EXERCISE GOAL: Rewrite every row below as a numbered list, one line per item, omitting blank lines and excluding the pictures.

══ DATA LINES

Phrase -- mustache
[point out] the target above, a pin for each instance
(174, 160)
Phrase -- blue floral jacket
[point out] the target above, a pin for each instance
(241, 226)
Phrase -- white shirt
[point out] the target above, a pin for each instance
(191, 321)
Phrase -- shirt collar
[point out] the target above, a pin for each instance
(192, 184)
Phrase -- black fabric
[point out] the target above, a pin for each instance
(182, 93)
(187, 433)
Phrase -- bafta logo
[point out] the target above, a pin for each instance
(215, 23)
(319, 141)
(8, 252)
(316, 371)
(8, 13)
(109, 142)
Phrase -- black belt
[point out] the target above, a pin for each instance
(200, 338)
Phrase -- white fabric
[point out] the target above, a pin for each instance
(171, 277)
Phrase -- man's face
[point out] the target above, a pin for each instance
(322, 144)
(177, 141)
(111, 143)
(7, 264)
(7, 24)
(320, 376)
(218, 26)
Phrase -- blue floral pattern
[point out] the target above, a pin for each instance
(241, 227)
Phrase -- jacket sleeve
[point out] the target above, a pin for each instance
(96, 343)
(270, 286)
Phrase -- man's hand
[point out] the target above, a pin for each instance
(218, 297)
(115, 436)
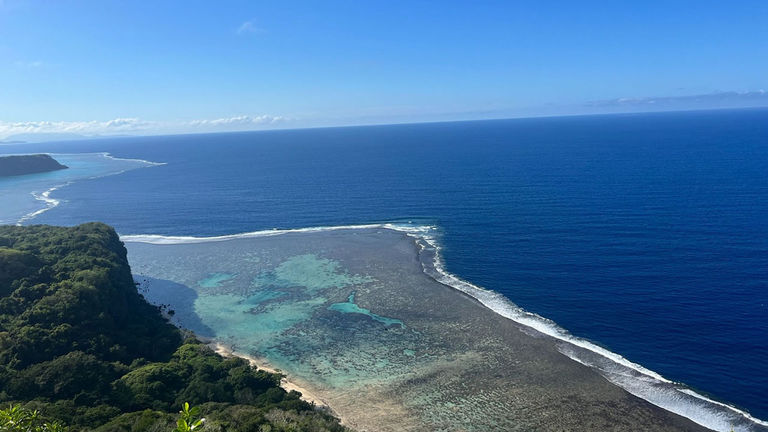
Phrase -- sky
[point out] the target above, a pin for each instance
(115, 67)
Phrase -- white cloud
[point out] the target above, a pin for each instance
(249, 27)
(732, 98)
(28, 64)
(121, 126)
(240, 121)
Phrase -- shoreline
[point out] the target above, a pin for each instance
(288, 384)
(615, 369)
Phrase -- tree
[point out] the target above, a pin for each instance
(18, 419)
(187, 419)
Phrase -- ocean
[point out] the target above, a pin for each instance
(646, 234)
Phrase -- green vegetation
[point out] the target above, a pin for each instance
(81, 346)
(18, 419)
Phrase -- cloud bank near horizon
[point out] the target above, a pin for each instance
(136, 126)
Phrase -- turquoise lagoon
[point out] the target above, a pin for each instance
(363, 318)
(25, 197)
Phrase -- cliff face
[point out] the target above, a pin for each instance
(28, 164)
(80, 344)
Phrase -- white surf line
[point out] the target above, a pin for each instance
(51, 203)
(499, 304)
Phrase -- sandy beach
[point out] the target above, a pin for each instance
(366, 333)
(287, 383)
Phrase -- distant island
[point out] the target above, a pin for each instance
(28, 164)
(80, 345)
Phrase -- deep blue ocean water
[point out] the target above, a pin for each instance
(644, 233)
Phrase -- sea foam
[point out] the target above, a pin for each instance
(632, 377)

════

ANSWER BELOW:
1. Phrase -- mustache
2. [point out] the target above, a pin for each instance
3. (174, 160)
4. Phrase -- blue floral jacket
5. [point out] the target above, a pin for each instance
6. (241, 226)
7. Phrase -- white shirt
8. [point out] the target above, a pin for each instance
9. (191, 321)
10. Phrase -- shirt collar
11. [point out] the target above, a pin for each instance
12. (192, 184)
13. Phrase -- black fabric
14. [point out] the target above, a pin for each instance
15. (182, 93)
16. (187, 433)
17. Phrase -- bafta logo
18. [point out] the target above, a pin for each instance
19. (215, 23)
20. (319, 141)
21. (8, 252)
22. (316, 371)
23. (8, 13)
24. (109, 142)
25. Phrase -- black belt
26. [point out] the target above, a pin for each instance
27. (200, 338)
28. Phrase -- white fabric
29. [point out] the target above, a pin for each instance
30. (171, 277)
31. Phrase -- man's face
32. [point out] the target above, a pin for each instance
33. (322, 144)
34. (177, 141)
35. (111, 143)
36. (7, 264)
37. (7, 24)
38. (320, 376)
39. (218, 26)
40. Phrase -- blue floral pattern
41. [point out] the target above, a pin for each instance
42. (241, 227)
43. Phrase -- jacket sleeve
44. [point out] the target above, a pin for each instance
45. (96, 343)
46. (270, 286)
47. Phrase -- man's hand
48. [point out] the target above, a pin for each instance
49. (218, 297)
50. (115, 436)
51. Phrase -- sky
52. [point out] the target above, a pin for each instance
53. (115, 67)
54. Phrase -- white cloud
55. [point out] the target above, a pin for each instance
56. (249, 27)
57. (732, 98)
58. (28, 64)
59. (121, 126)
60. (240, 121)
61. Phrase -- shoreline
62. [point out] the target above, a pin for each instance
63. (288, 384)
64. (615, 369)
65. Phrase -- tree
66. [point out] the target above, a pin for each instance
67. (18, 419)
68. (187, 419)
69. Phrase -- ocean
70. [point out] the target above, a pin for each instance
71. (646, 234)
72. Phrase -- green vegetation
73. [point out] the target above, a pin for each instance
74. (81, 346)
75. (18, 419)
76. Phrase -- cloud bank near horizon
77. [point out] the target above, a pin for each instance
78. (136, 126)
79. Phrase -- turquoise lagoon
80. [point out] the target above, a pin for each instance
81. (363, 318)
82. (25, 197)
83. Phrase -- cliff face
84. [point out] the target above, a pin for each instance
85. (28, 164)
86. (80, 344)
87. Phrase -- white surf line
88. [point out] the target above, a pin for each instance
89. (51, 203)
90. (499, 304)
91. Phrase -- sandy beach
92. [point out] the target above, a pin for each instance
93. (366, 333)
94. (287, 383)
95. Phrase -- distant island
96. [point out] the target above, a pin for each instance
97. (28, 164)
98. (80, 345)
99. Phrase -- deep blue ocean water
100. [point out] the target above, a pin for each instance
101. (644, 233)
102. Phrase -- sea foam
103. [point out] the target above, a pin for each instance
104. (632, 377)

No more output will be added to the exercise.